* What you will do *
Sum up the broadcast transcript below in two sentences.

··· Text extract

I didn't get everybody.
And one when Putin and Trump met on the tarmac, um, both landing here at Joint Base Elmendorf.
And then another when they initially sat down.
The way the afternoon is going to unfold, you're not gonna hear a lot on this program about what the outcome of this is.
Um, because it's it's really not until about 7:30 Eastern that we'll get maybe the first indication unless something bad happens.
So we'll be on standby for that.
Um anyway, uh, and then I'll have my one-on-one interview with President Trump, and we're just gonna go deep into you know what what happened.
I want him to walk us through it.
But my first questions, I can tell you what they are.
I don't really care.
Um you said you'd know in two minutes.
What did you learn in two minutes?
I want to ask him, you know, what are the severe consequences?
What do you when you negotiate, you say it's like chess.
You know, explain how you view a negotiation like a chess game.
Uh the flyover was uh what, three stealth bombers?
Well, that was pretty that was pretty cool.
As soon as Putin and him met and shook hands.

······
··· Information shown

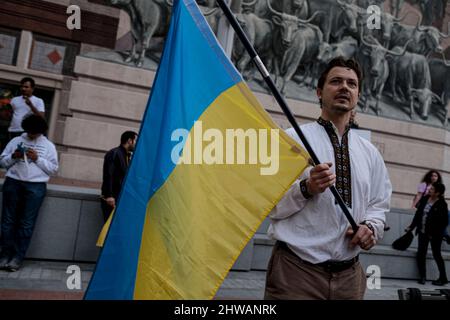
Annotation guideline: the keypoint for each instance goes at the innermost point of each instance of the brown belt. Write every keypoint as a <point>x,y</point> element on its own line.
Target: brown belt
<point>328,266</point>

······

* Completed exercise *
The speaker says Putin and Trump met on the tarmac at Joint Base Elmendorf and that the first sign of the meeting's outcome may not come until about 7:30 Eastern. The speaker also plans a one-on-one interview with Trump, opening with what he learned in two minutes, what the severe consequences are, and how he sees negotiation as a chess game, and recalls a flyover of what seemed to be three stealth bombers as soon as the two leaders shook hands.